■ **THE PROBLEM**:
Among the records below, find the line that has "Target: man's hand"; from there, give the lines again exactly, and stop after the line that has "pin the thumb, one dot per instance".

■ **DATASET EXCERPTS**:
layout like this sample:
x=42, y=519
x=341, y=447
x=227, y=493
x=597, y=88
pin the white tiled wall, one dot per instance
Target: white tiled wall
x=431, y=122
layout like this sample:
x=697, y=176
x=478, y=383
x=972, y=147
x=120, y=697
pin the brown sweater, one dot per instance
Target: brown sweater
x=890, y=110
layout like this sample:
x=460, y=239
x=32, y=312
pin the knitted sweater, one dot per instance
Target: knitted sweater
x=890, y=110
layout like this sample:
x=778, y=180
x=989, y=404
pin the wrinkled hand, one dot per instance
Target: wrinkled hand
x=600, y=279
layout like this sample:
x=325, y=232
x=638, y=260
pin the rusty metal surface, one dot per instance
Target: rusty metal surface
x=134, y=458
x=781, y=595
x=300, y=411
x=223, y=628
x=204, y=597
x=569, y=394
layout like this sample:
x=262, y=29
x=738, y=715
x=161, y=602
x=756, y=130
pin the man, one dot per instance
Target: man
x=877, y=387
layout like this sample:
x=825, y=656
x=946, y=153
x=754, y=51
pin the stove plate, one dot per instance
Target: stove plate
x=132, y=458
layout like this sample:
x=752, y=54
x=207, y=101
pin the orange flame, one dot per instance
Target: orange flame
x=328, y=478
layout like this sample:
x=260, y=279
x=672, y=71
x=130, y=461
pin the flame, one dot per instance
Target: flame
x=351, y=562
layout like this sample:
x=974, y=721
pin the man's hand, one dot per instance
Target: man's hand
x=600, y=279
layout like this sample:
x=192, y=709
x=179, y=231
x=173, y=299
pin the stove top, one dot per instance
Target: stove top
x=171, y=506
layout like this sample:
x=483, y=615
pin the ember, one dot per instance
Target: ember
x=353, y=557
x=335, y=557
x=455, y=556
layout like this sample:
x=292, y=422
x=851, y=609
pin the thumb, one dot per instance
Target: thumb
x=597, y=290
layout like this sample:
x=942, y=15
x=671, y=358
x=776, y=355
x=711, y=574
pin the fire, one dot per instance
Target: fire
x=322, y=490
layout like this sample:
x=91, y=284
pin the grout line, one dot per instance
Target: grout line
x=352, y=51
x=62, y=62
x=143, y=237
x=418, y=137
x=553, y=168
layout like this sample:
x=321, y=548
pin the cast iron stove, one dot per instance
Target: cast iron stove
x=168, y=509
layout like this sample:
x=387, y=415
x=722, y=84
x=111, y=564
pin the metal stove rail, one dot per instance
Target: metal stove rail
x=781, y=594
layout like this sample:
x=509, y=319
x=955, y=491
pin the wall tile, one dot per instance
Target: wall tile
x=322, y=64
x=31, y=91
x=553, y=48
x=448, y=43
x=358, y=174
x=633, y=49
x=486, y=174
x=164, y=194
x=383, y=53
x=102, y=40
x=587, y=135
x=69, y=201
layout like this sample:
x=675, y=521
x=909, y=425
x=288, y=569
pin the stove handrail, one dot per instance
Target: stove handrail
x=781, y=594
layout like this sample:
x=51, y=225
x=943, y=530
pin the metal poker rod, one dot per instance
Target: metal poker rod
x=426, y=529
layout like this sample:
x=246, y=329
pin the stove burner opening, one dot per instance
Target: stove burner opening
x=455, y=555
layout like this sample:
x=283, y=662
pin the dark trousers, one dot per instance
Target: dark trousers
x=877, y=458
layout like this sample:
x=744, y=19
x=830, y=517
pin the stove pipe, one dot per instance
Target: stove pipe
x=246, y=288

■ **RESPONSE BELOW**:
Target: man's hand
x=600, y=279
layout like this sample:
x=192, y=709
x=179, y=231
x=173, y=299
pin the stove top, one dot per instance
Target: stove top
x=171, y=506
layout like this sample:
x=483, y=615
pin the ember, one dot per instance
Target: ember
x=353, y=557
x=335, y=557
x=455, y=556
layout like this sample:
x=292, y=422
x=851, y=609
pin the thumb, one dot per instance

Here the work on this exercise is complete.